Records from a data collection
*****
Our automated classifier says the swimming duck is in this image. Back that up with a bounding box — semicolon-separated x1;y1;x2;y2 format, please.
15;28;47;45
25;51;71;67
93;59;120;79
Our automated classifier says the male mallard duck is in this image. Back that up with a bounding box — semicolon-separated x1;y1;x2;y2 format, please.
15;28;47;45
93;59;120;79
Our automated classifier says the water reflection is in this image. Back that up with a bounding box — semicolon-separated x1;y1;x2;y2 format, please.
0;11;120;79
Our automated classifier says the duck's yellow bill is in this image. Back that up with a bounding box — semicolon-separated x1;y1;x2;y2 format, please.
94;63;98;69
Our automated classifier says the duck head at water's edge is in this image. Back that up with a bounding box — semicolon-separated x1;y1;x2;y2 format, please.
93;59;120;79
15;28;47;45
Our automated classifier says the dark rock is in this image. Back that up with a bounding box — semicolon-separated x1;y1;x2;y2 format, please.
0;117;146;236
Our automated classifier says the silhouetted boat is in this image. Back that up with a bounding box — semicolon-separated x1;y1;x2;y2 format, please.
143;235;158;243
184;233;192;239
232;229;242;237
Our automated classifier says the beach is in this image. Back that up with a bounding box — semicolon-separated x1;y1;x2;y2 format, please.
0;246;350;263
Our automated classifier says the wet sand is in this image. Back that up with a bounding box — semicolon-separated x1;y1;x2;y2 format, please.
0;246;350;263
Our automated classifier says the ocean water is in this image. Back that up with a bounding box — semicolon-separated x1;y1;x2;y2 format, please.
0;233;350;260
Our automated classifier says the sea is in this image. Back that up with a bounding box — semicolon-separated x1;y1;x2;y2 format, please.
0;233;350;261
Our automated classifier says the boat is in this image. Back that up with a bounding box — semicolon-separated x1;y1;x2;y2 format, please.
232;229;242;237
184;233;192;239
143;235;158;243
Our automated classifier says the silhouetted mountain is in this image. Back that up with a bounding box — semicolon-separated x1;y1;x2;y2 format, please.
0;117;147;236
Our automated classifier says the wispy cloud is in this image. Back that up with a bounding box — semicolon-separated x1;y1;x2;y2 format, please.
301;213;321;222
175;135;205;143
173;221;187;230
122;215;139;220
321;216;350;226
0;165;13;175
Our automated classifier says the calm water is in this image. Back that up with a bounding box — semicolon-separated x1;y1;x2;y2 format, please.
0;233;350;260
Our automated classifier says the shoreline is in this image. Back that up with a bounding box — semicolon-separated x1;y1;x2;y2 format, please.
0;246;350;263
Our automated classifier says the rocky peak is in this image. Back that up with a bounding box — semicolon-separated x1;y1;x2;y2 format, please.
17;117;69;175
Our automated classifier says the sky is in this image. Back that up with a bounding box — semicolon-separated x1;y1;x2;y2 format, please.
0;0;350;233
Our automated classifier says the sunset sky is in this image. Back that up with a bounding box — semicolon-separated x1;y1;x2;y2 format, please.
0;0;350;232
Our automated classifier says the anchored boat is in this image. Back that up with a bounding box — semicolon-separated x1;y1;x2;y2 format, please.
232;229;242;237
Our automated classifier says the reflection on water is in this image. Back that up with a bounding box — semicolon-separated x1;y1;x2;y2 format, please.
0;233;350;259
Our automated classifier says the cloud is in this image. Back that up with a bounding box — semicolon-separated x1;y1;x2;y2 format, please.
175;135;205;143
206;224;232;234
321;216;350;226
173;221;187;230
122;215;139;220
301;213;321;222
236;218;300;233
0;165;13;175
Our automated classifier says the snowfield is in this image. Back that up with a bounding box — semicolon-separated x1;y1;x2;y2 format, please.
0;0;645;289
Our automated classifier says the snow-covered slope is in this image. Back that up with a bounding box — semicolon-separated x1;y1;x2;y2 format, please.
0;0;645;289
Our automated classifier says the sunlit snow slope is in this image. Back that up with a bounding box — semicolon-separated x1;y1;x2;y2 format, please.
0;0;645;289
*****
- Exercise brief
Report every line in the records above that contains the string "silhouetted". Case counts.

- Written answer
Our automated classifier says the silhouetted boat is in this image. Back that up with a bounding box — semicolon-separated x1;y1;x2;y2 format, please.
Our automated classifier says the silhouetted mountain is in this image. Back that up with a bounding box — semicolon-separated x1;y1;x2;y2 format, please.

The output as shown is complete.